§ **DATA SUPPLIED**:
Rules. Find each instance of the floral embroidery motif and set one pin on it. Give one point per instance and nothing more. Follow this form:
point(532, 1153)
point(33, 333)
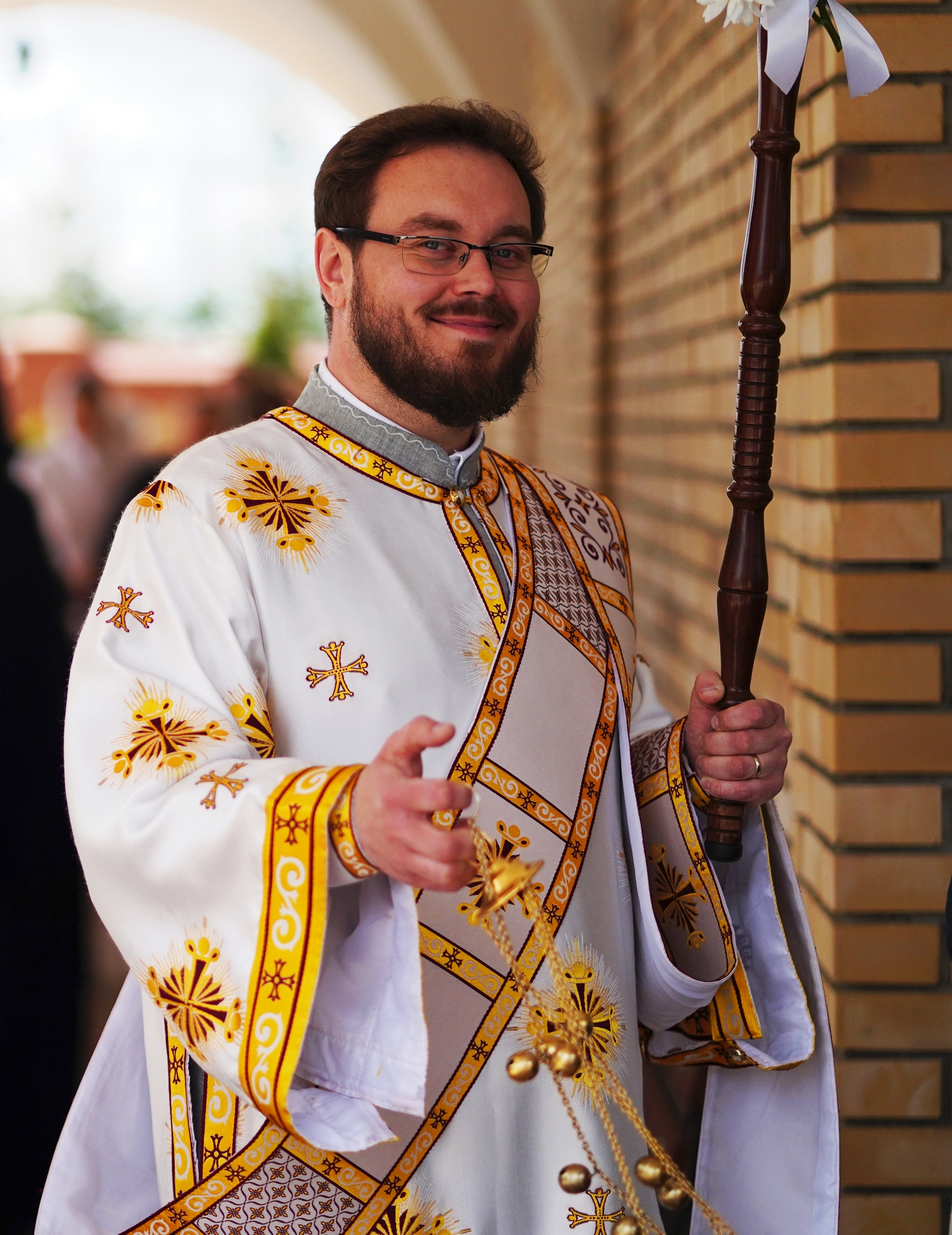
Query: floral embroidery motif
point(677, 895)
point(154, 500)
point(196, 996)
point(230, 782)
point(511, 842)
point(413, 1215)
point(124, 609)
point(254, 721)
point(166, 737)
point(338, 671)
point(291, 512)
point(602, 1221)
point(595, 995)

--

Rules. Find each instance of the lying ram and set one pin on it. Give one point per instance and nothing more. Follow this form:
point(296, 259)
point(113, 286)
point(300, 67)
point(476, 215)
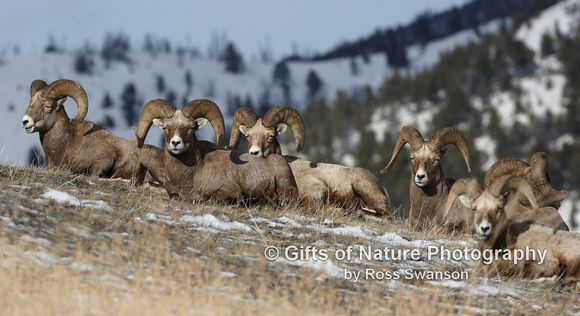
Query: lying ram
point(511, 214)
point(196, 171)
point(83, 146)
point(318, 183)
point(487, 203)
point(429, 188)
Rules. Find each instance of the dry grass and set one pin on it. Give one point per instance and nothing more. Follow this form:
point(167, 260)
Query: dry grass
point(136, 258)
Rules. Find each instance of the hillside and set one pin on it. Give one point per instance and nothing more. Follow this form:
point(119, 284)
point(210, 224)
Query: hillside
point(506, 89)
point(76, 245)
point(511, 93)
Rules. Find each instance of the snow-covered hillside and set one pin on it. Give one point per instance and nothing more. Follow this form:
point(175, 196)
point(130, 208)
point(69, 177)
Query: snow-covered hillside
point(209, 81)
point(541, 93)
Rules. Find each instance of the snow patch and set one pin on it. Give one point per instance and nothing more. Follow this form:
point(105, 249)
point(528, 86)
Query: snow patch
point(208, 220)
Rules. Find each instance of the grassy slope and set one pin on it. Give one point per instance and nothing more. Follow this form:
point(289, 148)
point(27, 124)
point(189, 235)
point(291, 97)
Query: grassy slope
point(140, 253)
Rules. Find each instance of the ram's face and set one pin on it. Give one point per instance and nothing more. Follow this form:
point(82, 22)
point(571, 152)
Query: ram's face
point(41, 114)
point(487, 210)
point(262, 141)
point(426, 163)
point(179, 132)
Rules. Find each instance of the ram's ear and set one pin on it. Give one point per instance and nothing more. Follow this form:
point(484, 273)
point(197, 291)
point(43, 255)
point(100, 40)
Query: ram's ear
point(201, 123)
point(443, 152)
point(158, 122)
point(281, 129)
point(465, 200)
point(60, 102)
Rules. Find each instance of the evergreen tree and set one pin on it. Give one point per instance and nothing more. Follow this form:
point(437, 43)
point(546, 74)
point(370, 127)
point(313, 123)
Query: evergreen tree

§ **PROBLEM TO SOLVE**:
Please collect every line of the records above that contains the string "patch", matching case exactly.

§ **TASK RESULT**:
Rules. Find each instance of the snow patch and set one pin on it. Give one point per instance and nothing more. Follow this form:
Query: snow patch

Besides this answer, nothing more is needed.